Stored data entries:
━━━━━━

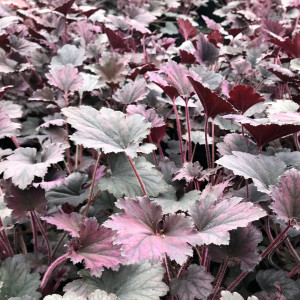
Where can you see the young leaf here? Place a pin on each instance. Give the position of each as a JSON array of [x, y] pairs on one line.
[[235, 296], [110, 130], [214, 219], [68, 55], [91, 243], [206, 53], [236, 142], [17, 280], [7, 127], [23, 201], [70, 192], [264, 170], [123, 181], [138, 281], [262, 130], [68, 222], [242, 246], [29, 164], [268, 278], [66, 79], [243, 97], [285, 196], [186, 29], [212, 103], [194, 283], [131, 92], [145, 237], [95, 247]]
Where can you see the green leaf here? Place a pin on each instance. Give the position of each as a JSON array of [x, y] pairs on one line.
[[17, 280], [123, 181], [134, 282]]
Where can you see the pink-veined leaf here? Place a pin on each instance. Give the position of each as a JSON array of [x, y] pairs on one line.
[[7, 127], [292, 47], [243, 97], [264, 170], [211, 24], [186, 28], [23, 201], [242, 248], [285, 118], [212, 103], [30, 163], [206, 53], [189, 172], [115, 40], [175, 75], [193, 283], [90, 243], [286, 197], [145, 235], [95, 247], [131, 92], [214, 219], [112, 131], [66, 79], [150, 115], [236, 142], [163, 84]]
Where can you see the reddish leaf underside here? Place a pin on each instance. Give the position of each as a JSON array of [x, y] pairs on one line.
[[243, 97], [186, 29]]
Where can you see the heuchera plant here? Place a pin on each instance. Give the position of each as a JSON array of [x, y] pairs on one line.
[[149, 149]]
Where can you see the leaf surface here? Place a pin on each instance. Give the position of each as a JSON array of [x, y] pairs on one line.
[[264, 170], [123, 181], [144, 283], [110, 130], [145, 237], [194, 283]]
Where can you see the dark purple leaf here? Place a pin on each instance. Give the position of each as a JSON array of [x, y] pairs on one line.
[[194, 283], [243, 97], [206, 53], [285, 196], [23, 201], [241, 248], [66, 79], [292, 47], [212, 103], [186, 29], [263, 131]]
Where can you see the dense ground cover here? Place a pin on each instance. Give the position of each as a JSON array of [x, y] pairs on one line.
[[149, 149]]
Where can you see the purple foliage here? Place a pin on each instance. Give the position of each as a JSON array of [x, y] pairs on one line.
[[102, 102]]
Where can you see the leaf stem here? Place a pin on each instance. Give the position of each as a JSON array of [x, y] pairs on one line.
[[263, 255], [34, 232], [206, 142], [92, 186], [178, 131], [137, 175], [15, 142], [43, 232], [48, 274], [293, 271], [220, 277], [187, 114]]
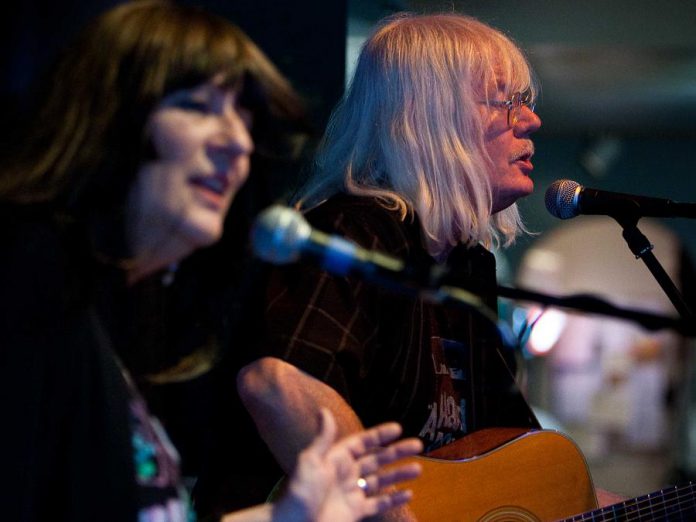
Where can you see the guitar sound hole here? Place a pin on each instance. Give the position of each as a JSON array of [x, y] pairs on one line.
[[509, 514]]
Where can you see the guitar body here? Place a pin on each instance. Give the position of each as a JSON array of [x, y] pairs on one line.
[[537, 476]]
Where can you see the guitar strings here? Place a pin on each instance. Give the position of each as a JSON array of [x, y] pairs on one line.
[[643, 505]]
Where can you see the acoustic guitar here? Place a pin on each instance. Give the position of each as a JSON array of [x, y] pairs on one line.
[[511, 475]]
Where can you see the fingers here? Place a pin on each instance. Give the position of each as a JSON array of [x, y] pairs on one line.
[[372, 461], [376, 482], [384, 502]]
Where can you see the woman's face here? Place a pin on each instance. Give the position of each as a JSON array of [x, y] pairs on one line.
[[179, 200]]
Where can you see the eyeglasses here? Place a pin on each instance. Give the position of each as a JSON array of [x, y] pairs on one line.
[[514, 105]]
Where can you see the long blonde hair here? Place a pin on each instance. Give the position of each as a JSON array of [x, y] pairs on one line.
[[408, 131]]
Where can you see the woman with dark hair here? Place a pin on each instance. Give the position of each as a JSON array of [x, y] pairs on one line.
[[141, 142]]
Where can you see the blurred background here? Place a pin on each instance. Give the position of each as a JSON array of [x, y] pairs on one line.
[[618, 105]]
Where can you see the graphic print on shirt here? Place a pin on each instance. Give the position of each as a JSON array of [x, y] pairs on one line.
[[156, 469], [447, 419]]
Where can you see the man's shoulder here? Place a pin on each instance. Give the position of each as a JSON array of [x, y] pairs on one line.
[[367, 221]]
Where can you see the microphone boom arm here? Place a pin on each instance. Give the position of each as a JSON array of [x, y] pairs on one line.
[[642, 248]]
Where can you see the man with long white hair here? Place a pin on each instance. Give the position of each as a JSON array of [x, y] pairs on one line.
[[423, 159]]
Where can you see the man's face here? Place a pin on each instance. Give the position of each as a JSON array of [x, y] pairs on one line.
[[510, 150]]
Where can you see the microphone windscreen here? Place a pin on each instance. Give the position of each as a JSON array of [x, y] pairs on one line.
[[279, 234], [560, 198]]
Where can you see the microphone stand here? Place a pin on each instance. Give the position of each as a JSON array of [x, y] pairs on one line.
[[595, 305], [642, 248]]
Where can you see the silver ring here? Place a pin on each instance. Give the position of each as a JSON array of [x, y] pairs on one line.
[[362, 484]]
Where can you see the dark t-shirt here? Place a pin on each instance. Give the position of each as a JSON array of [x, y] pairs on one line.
[[77, 442], [439, 370]]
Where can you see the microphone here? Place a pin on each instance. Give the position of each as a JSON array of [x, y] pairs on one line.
[[281, 235], [566, 199]]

━━━━━━

• AIM OF THE TASK:
Return the records above exactly as written. Do not include their images.

• SOLUTION TO THIS TASK:
Where can you see the young leaf here? Place a pin on each instance. Give the position of each as a JSON array of [x, y] pairs on one line.
[[235, 296], [110, 130], [214, 219], [68, 55], [91, 243], [206, 53], [236, 142], [17, 280], [7, 127], [23, 201], [70, 192], [264, 170], [123, 181], [138, 281], [262, 130], [68, 222], [242, 246], [29, 164], [268, 278], [66, 79], [243, 97], [285, 196], [186, 29], [212, 103], [194, 283], [131, 92], [145, 237], [95, 247]]
Where can you see the green leaf here? Place a pin on each instance. Give the position of each as a JSON array of [x, y] pairs on one line.
[[17, 280], [123, 181], [134, 282]]
Where can you see the pink-veined leaf here? Place a pin on each instance. Give the position of each as a JSON array of [x, y] pairs on one line.
[[7, 127], [292, 47], [243, 97], [264, 170], [211, 24], [186, 28], [23, 201], [242, 248], [285, 118], [212, 103], [30, 163], [206, 53], [189, 172], [115, 40], [175, 75], [193, 283], [90, 243], [286, 197], [145, 235], [95, 247], [131, 92], [214, 219], [112, 131], [66, 79], [150, 115], [236, 142], [163, 84]]
Where can you see the reddish leaf underside here? Place a pin on each instance. Give the position of each as a JSON array of [x, y] pairs on one line.
[[243, 97], [186, 29]]
Where can you see the heuchera plant here? Place a pin on each instance. Give the position of each as a JSON array of [x, y] pairs on one line.
[[149, 149]]
Where can you see the leaf surface here? Place a pin on each instance. Give the position of each as a JSON array of [x, y] pairs on one line.
[[264, 170], [123, 181], [144, 283], [110, 130], [145, 237], [194, 283]]
Where can you see the dark purple leaf here? Place a pin on each instance. Give the position of each as a JSON array of [x, y] pairs on one line.
[[194, 283], [243, 97], [206, 53], [285, 196], [23, 201], [241, 248], [66, 79], [292, 47], [212, 103], [186, 29], [263, 131]]
Where can you see the dense ground cover here? Place a pin on each instance. Give the position of each as a JSON array of [x, y] pairs on one line.
[[149, 149]]
Where can you see the purple foliage here? Place a pin on each instance. Give the position of each as a JSON array of [x, y] pairs on one line.
[[102, 102]]
Where can you see the leaf stem here? Place a pin on each instance. Give the position of each as a JSON array of [x, y] pairs on one line.
[[263, 255], [34, 232], [206, 142], [92, 186], [178, 131], [137, 175], [15, 142], [43, 232], [48, 274], [293, 271], [220, 277], [187, 114]]
Where can you see the guitar sound hole here? Place a pin on each instance. Give the position of each as a JSON array of [x, y] pairs on one line.
[[509, 514]]
Where can you see the guitar body here? Place a pin on each instance. Give the position of each as a JSON array of [x, y] pairs on one line.
[[537, 476]]
Where can you see the guitar strings here? Place a pin on each instance. Give the position of each as a JSON array of [x, y] pairs on one line.
[[643, 505]]
Where can you see the acoustic guitar here? Place a pin on each instance. Give the position of each as a JSON array of [x, y] pairs on one line.
[[511, 475]]
Where can you see the fingers here? Place a pin on each instance. Give the position of each as a JSON array of [x, y] pairs on one line.
[[372, 461], [376, 482], [384, 502]]
Where can you see the woman's face here? Place a pin on each instance. Give the position of each as a JSON array of [x, y] pairs on one line.
[[179, 200]]
Where can you see the eyeglasses here? Place a pin on each instance. Give the position of each as a JSON array of [x, y] pairs on one line.
[[514, 105]]
Where can you see the long blonde hair here? Place a pin on each instance. Give the position of each as a JSON array of [x, y] pairs on one line.
[[408, 131]]
Where can you see the woman with dark hair here? Place a pin on each instance. Give the position of each as a JSON array of [x, y] pairs on one line.
[[141, 142]]
Where can you see the blurred background here? Place a pin on each instance. Give the position of each as a JSON array of [x, y] pairs on one line.
[[618, 105]]
Where can you see the graphic print on shirt here? Place a pin on each instance. Give the position of each as a JSON array of [x, y] pairs on one line.
[[156, 469], [447, 419]]
Where can you see the man's shoulder here? Place a pin on each instance. Give the position of each as a JSON array of [x, y] pairs on one line.
[[367, 221]]
Where can you see the microphone boom arm here? Place a pin on each instance. Give the position of each as a JSON array of [x, y] pairs on one line.
[[642, 248]]
Where can you see the man with long white hair here? Place a pin on each instance. Give the position of each as a JSON array of [x, y] pairs on one line.
[[423, 159]]
Where can you see the man's face here? Place a pin on each instance. Give the position of each as a JSON array of [x, y] pairs on one line.
[[510, 150]]
Where can you see the microphone windscreen here? Place a pin on each instance. Give the position of each as a JSON array of [x, y] pairs on one line.
[[279, 234], [560, 198]]
Where can you see the microphone stand here? Place a pin on each instance. Give the position of each as a JSON array of [x, y] pairs on one line.
[[595, 305], [642, 248]]
Where can you see the silver ring here? Place a pin on each instance. Give the position of each as a JSON array of [x, y] pairs on one line.
[[362, 484]]
Where can you see the dark t-shirt here? Place a pin on each instance. Give the position of each as a JSON array of [x, y] pairs on one line.
[[77, 442], [439, 370]]
Where can you see the microphone here? Place a pin on each instance. Give the position of each as a JSON array of [x, y] pairs on one line.
[[281, 235], [566, 199]]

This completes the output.